▶ [Work task]
The response must consist of each line in the listing that has the word "mercedes" in it.

Source records: Begin

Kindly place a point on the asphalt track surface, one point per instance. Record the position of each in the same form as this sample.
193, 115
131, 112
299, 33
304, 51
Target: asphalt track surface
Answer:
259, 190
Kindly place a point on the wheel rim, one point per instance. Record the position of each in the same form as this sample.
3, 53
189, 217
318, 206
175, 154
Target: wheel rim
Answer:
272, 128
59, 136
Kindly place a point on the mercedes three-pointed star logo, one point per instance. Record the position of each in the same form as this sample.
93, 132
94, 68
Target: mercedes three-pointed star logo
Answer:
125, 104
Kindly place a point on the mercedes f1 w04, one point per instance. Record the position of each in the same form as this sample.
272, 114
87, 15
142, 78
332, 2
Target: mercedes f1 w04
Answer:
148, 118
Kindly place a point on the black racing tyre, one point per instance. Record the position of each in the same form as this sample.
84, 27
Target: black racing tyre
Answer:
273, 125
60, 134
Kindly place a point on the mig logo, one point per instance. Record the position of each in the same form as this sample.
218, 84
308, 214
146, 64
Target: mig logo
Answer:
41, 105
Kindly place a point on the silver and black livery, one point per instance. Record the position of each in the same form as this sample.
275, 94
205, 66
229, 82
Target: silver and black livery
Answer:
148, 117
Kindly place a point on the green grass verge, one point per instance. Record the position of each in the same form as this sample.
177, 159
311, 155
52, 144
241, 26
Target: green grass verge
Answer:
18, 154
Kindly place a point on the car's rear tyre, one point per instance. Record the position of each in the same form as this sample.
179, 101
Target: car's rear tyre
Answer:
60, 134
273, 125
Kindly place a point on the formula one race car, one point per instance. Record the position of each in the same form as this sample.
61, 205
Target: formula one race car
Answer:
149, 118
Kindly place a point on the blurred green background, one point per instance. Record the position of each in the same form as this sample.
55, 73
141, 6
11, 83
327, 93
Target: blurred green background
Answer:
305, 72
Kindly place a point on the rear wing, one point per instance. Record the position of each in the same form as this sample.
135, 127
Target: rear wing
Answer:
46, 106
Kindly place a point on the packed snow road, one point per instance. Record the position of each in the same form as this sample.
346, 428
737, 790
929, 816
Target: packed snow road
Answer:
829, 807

Source records: End
Source records: Begin

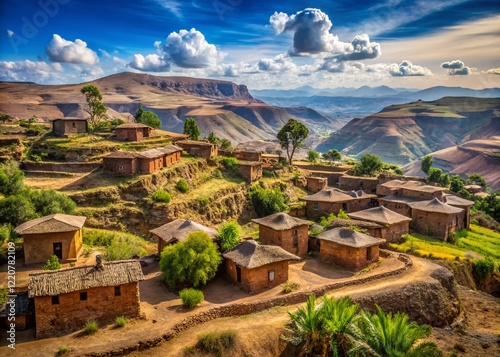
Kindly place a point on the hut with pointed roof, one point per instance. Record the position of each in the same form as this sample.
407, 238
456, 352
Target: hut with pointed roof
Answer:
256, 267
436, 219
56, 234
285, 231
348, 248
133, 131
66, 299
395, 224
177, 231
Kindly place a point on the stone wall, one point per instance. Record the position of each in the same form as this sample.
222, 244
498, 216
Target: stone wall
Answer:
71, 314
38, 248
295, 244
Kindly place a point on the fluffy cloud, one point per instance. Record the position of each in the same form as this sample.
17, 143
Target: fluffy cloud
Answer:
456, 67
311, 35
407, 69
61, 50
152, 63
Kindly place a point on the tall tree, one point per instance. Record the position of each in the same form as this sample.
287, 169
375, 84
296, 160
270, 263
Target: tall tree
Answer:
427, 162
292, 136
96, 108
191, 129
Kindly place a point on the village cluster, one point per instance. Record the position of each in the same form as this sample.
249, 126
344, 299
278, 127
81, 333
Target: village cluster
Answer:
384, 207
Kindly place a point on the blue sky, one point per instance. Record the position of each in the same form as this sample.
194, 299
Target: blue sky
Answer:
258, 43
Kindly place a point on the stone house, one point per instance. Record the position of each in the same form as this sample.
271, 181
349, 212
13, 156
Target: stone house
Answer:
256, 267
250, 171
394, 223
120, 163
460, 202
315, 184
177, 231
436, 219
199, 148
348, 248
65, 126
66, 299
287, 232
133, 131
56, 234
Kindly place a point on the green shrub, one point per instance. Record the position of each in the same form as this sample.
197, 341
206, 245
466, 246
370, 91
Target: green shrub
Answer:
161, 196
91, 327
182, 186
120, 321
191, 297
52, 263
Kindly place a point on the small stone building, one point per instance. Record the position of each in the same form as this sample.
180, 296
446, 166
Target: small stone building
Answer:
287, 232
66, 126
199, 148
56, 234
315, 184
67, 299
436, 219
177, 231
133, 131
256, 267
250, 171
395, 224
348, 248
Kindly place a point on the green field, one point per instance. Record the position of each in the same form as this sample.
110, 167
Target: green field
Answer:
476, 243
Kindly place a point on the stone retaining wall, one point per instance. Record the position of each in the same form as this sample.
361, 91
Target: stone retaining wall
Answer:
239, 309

Source records: End
Source records: Begin

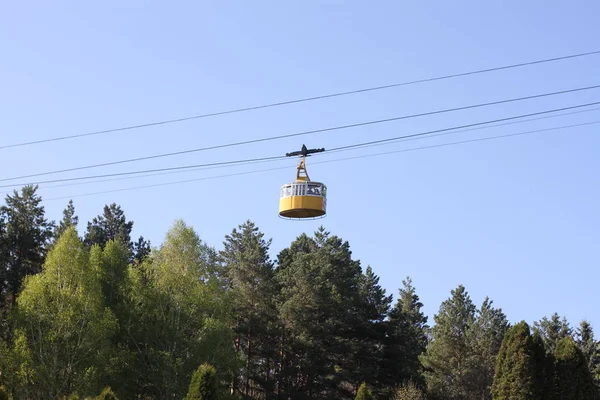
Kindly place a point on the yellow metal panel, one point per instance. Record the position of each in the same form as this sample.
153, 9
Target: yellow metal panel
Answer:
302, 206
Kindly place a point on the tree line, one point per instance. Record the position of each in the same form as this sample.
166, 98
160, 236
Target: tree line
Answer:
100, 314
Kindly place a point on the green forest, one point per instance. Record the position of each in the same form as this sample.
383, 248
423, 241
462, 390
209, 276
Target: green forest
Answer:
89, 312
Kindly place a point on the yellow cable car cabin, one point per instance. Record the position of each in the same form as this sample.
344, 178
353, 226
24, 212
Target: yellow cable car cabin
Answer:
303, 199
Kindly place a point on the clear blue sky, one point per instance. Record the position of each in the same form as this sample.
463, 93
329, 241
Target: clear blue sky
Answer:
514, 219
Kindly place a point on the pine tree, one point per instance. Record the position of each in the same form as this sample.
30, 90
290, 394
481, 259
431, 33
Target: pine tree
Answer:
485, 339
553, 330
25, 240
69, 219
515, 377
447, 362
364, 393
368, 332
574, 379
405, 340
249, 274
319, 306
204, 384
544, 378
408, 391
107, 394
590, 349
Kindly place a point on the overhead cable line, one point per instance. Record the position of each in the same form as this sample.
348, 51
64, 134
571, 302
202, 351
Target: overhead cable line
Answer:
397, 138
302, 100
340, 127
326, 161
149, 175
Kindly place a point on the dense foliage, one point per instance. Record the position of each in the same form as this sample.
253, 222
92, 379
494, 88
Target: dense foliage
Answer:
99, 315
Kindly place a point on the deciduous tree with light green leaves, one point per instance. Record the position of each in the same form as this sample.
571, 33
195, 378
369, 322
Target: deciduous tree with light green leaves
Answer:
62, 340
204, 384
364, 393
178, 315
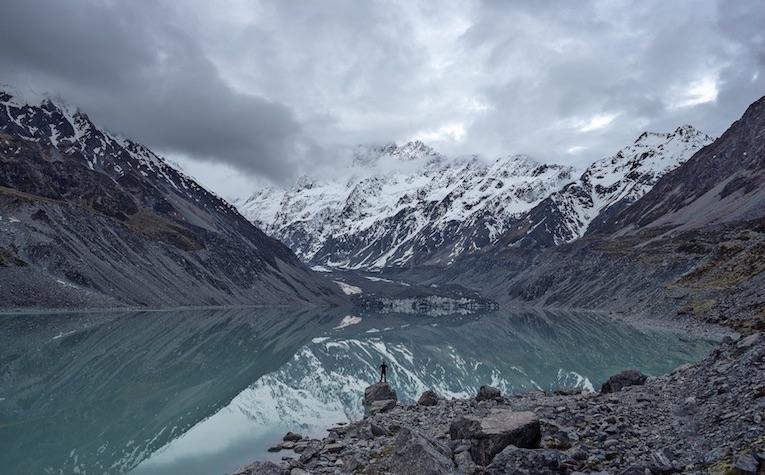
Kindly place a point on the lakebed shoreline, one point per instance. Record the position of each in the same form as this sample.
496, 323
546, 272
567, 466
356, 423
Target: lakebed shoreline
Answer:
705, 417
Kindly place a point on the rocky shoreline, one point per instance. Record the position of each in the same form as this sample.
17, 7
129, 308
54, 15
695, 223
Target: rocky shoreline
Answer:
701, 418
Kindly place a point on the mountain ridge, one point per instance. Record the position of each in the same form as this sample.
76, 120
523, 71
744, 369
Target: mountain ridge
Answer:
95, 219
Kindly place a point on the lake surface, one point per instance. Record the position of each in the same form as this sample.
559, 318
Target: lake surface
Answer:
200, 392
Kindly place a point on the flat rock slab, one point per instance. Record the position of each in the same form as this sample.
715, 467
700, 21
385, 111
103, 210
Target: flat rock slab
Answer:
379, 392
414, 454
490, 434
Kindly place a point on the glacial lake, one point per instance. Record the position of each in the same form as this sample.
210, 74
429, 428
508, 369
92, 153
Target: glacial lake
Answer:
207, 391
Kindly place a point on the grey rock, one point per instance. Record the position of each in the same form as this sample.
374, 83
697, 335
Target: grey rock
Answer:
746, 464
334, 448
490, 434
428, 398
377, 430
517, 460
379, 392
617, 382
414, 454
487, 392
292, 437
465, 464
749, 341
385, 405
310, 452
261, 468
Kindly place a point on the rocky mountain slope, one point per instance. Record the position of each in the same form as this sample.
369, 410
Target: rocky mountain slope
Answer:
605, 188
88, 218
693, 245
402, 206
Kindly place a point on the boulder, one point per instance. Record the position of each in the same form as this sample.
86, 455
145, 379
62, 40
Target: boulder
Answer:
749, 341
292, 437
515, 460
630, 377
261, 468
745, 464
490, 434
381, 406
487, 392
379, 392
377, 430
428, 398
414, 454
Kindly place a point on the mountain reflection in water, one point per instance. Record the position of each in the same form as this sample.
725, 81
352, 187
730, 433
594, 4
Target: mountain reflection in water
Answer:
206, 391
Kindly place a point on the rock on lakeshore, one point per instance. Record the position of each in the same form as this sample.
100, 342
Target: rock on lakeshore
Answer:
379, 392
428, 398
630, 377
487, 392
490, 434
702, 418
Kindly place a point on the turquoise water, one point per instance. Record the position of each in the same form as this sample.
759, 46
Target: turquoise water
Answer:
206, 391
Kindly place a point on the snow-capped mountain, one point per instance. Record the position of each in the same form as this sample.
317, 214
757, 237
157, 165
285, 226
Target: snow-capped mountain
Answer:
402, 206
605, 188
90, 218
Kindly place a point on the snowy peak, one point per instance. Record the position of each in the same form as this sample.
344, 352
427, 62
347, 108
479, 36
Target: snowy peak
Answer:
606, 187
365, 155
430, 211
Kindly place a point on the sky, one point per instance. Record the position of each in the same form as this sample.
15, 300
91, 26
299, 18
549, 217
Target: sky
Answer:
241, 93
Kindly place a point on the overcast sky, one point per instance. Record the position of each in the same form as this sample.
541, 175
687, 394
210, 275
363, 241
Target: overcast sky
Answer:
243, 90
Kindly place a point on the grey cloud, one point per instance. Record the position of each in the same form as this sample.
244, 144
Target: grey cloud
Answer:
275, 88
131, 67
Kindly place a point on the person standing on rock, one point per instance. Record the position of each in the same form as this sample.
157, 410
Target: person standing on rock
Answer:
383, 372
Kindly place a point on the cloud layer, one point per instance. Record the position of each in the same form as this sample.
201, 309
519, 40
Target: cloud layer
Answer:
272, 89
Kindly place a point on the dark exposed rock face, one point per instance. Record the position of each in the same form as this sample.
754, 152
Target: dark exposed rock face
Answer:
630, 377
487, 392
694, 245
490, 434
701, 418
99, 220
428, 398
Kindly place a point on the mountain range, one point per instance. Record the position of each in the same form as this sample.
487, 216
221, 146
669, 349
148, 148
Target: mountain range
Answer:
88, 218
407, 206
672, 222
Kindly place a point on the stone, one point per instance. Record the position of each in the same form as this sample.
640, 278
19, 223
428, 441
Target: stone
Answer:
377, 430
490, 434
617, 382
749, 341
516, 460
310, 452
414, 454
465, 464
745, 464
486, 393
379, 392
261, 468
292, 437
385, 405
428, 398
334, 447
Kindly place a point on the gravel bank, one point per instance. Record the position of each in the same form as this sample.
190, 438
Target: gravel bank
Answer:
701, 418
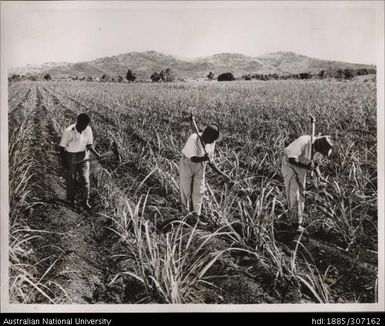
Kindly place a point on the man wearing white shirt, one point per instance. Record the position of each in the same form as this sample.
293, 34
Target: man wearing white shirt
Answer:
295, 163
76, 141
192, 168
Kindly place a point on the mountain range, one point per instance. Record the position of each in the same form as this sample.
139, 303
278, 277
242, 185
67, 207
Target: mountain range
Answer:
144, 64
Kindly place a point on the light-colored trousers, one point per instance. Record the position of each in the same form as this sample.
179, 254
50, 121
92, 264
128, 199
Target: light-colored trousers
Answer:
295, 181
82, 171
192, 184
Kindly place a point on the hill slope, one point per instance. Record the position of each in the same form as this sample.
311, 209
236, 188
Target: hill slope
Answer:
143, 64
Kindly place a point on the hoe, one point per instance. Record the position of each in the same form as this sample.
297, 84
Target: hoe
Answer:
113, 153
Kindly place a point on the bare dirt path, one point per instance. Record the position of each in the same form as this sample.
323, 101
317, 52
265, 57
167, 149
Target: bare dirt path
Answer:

Source records: End

▶ [Response]
Kindly place a point on the mercedes three-pointed star logo, one point per instance. Record the position of each in the same form as this sample.
Target: mercedes three-pointed star logo
Kindly place a point on the mercedes f1 w04, one point per instance. Record the position of each in the same form as this sample.
Target: mercedes f1 w04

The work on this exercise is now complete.